Lay out the entries below as a numbered list, one line per item, with blank lines dropped and the pictures left out.

── TASK DATA

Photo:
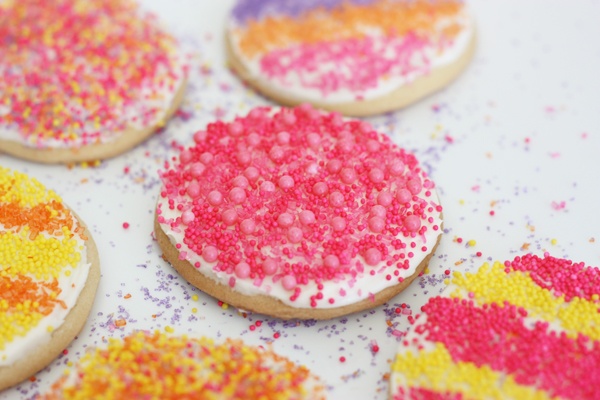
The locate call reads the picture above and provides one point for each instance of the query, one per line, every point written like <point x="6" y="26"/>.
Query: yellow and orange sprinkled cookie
<point x="83" y="80"/>
<point x="358" y="57"/>
<point x="522" y="329"/>
<point x="49" y="272"/>
<point x="155" y="366"/>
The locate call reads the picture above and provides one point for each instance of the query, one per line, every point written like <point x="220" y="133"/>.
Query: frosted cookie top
<point x="346" y="50"/>
<point x="43" y="264"/>
<point x="300" y="205"/>
<point x="527" y="328"/>
<point x="145" y="365"/>
<point x="75" y="73"/>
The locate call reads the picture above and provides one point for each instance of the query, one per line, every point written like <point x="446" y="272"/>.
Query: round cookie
<point x="49" y="273"/>
<point x="83" y="80"/>
<point x="522" y="329"/>
<point x="358" y="57"/>
<point x="171" y="367"/>
<point x="297" y="213"/>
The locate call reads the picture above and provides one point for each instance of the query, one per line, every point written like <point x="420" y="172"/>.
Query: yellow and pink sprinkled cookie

────

WRITTEN SOLUTION:
1. Photo:
2. The locate call reads the picture above and provides one point for each instance of the query, one per line, every point written like <point x="6" y="26"/>.
3. Query: yellow and orange sprinkled cookie
4. <point x="83" y="80"/>
5. <point x="358" y="57"/>
6. <point x="522" y="329"/>
7. <point x="49" y="272"/>
8. <point x="155" y="366"/>
9. The locate call reads the picture above and provides one point for each instance of the query, one per line, every point written like <point x="220" y="133"/>.
10. Query: frosted cookie top
11. <point x="346" y="50"/>
12. <point x="43" y="264"/>
13. <point x="300" y="205"/>
14. <point x="527" y="328"/>
15. <point x="145" y="365"/>
16. <point x="75" y="73"/>
17. The locate call reads the picture above and provides one point for each instance of the query, one per line, every point written like <point x="446" y="272"/>.
18. Query: round cookie
19. <point x="49" y="273"/>
20. <point x="83" y="80"/>
21. <point x="522" y="329"/>
22. <point x="358" y="57"/>
23. <point x="171" y="367"/>
24. <point x="297" y="213"/>
25. The locate call reads the picture above and provides one point for each instance of the query, one per line, every point written like <point x="420" y="172"/>.
26. Query: yellow and pink sprinkled cookie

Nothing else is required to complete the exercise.